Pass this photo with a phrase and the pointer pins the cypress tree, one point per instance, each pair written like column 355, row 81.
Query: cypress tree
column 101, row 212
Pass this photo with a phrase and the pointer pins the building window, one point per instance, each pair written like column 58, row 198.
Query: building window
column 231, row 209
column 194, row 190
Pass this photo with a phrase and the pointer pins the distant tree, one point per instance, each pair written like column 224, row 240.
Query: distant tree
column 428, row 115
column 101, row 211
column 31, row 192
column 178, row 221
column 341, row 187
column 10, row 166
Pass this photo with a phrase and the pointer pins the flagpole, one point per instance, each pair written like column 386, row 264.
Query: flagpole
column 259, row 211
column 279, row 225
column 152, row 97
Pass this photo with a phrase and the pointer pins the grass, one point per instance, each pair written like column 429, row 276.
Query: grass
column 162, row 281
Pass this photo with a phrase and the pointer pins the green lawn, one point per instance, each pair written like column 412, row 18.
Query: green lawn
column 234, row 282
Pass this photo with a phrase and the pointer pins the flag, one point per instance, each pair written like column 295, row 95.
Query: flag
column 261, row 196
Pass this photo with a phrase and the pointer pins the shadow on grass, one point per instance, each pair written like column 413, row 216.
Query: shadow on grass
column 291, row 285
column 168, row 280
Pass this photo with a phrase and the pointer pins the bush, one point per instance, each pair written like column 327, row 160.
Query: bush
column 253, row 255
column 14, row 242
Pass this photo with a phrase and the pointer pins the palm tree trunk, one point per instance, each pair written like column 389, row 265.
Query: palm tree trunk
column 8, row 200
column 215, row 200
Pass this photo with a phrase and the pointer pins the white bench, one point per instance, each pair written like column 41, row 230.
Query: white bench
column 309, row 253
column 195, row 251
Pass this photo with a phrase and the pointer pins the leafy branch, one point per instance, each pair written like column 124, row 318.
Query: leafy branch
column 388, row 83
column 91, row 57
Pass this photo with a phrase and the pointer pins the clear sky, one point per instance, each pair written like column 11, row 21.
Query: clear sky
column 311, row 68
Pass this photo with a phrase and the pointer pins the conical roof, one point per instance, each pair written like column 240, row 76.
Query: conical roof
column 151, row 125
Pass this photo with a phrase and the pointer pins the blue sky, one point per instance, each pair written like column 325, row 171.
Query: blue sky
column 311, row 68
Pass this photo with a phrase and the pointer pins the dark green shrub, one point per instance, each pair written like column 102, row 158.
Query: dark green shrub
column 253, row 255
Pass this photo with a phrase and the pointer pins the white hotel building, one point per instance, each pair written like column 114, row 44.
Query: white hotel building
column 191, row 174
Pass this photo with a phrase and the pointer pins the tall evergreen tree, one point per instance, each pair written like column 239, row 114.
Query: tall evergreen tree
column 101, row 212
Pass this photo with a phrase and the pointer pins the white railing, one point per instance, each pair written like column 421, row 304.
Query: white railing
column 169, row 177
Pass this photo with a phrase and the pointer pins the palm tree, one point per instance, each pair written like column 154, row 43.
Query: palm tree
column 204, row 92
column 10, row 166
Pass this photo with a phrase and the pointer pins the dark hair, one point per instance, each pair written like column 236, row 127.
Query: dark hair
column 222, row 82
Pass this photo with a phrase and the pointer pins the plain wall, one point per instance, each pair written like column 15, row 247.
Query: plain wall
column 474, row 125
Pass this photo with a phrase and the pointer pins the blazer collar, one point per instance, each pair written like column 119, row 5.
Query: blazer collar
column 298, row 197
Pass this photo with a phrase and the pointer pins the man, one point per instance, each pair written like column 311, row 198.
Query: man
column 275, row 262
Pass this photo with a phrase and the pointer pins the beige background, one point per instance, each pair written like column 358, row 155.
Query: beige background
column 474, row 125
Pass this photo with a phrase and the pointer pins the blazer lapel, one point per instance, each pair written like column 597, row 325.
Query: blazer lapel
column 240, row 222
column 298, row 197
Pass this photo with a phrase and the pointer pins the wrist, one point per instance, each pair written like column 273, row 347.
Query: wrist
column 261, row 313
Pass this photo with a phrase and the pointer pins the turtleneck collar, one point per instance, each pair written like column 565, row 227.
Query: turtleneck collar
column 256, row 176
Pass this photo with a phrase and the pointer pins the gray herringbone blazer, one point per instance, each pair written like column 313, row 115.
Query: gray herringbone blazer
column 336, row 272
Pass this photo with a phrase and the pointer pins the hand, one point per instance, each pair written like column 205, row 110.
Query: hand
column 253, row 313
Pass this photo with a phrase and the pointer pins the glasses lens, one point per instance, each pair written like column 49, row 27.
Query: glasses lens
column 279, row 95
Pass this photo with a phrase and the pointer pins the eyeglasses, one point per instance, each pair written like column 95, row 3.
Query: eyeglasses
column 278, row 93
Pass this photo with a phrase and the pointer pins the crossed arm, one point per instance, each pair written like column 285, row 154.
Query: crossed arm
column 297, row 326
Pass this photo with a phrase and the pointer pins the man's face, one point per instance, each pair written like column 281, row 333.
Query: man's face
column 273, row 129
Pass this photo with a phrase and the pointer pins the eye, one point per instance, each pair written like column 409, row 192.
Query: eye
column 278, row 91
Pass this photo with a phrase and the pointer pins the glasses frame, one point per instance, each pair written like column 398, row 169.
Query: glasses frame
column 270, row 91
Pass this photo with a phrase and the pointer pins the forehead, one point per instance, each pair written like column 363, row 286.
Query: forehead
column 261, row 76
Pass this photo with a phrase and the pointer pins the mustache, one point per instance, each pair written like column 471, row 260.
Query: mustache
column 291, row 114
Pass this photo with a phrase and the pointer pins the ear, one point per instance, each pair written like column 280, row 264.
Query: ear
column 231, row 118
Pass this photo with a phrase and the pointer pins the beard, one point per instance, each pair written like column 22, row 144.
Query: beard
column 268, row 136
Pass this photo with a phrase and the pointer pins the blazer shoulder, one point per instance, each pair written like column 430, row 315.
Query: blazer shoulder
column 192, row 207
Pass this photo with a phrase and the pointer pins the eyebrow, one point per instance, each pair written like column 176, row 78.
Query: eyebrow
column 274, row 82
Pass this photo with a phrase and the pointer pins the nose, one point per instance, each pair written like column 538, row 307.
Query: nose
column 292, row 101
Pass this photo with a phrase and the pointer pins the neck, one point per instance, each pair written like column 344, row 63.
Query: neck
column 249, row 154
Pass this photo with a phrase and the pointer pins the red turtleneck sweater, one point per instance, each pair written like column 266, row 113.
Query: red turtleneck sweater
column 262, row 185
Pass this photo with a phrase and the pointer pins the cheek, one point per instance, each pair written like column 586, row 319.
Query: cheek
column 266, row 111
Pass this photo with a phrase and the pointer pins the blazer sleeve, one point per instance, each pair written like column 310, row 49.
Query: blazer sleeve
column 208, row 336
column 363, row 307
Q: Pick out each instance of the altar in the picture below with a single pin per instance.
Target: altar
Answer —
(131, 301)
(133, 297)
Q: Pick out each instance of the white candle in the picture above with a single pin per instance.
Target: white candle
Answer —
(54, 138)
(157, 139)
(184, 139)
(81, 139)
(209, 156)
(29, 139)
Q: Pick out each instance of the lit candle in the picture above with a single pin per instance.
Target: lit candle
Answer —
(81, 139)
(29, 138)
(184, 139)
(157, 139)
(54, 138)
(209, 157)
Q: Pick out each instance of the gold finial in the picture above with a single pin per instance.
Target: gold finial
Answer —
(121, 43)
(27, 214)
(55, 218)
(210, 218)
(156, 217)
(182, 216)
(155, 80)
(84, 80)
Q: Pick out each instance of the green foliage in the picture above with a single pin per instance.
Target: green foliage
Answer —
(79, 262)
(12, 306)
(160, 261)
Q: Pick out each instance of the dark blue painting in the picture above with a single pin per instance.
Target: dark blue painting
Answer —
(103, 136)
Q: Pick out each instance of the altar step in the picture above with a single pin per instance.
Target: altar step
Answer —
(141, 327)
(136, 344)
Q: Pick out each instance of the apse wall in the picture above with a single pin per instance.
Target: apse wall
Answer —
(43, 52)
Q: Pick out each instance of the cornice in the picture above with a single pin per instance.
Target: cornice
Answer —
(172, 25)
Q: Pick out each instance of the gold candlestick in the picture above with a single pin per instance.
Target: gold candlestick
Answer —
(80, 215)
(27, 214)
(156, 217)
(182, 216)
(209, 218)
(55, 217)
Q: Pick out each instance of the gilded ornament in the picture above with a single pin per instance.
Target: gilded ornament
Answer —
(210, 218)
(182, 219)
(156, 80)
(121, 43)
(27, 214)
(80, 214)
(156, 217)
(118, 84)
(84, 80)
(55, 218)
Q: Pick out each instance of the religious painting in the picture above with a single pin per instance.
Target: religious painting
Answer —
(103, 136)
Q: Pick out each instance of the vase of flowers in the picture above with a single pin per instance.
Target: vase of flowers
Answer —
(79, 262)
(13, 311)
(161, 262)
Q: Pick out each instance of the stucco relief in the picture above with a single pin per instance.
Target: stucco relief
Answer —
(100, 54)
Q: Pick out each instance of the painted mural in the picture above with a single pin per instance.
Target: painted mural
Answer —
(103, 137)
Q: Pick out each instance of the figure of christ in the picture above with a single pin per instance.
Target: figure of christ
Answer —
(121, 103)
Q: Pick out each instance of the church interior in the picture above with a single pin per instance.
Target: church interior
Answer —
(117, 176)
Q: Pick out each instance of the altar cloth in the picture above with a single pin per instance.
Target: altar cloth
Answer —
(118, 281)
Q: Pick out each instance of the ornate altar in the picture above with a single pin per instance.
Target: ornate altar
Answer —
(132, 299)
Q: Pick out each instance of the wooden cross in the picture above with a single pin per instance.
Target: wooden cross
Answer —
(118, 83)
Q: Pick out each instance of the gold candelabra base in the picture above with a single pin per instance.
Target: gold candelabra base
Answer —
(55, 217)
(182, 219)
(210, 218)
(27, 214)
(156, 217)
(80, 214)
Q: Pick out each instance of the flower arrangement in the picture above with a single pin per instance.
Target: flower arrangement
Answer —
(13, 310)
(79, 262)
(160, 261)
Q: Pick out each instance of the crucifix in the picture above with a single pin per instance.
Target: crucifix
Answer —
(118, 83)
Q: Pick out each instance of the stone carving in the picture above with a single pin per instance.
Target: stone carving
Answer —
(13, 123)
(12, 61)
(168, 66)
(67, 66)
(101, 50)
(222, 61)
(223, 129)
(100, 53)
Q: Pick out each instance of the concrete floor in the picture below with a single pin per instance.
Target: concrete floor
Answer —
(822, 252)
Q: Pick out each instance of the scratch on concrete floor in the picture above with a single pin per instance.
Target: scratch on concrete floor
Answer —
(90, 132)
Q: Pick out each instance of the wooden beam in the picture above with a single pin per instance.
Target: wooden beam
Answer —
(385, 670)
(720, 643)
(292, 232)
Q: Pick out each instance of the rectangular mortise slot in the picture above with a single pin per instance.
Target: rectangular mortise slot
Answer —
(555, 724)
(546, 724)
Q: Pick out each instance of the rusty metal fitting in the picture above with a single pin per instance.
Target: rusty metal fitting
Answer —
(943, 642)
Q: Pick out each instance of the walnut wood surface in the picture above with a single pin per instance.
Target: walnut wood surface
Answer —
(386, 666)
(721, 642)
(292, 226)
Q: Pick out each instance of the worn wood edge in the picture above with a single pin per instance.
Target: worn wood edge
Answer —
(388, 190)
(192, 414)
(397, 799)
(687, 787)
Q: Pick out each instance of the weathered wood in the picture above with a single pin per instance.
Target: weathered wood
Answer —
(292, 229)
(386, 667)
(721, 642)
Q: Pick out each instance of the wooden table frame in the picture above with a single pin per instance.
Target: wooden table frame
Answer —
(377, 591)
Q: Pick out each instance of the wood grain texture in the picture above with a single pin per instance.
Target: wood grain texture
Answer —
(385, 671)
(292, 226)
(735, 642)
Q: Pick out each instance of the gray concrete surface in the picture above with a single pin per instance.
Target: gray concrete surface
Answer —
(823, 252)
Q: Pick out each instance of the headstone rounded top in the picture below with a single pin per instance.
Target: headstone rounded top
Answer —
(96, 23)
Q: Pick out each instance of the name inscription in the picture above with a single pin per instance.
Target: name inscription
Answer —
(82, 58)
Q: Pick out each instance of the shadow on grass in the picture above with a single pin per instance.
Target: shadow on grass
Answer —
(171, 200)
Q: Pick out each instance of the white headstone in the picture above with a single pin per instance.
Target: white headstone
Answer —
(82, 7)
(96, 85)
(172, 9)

* * * *

**Job**
Render the material above as a numbered list, starting at the line containing "597, row 325." and ending at the line containing "column 261, row 313", with any blank lines omitted.

**Reply to the task**
1. Pass this photo with a phrase and the pointer pins the blazer lapel, one point per instance, each pair written like column 597, row 325.
2. Query: blazer lapel
3. column 240, row 222
4. column 298, row 197
5. Pass this photo with a phrase and the pointer pins the wrist, one point per instance, each pair written like column 273, row 347.
6. Query: wrist
7. column 261, row 313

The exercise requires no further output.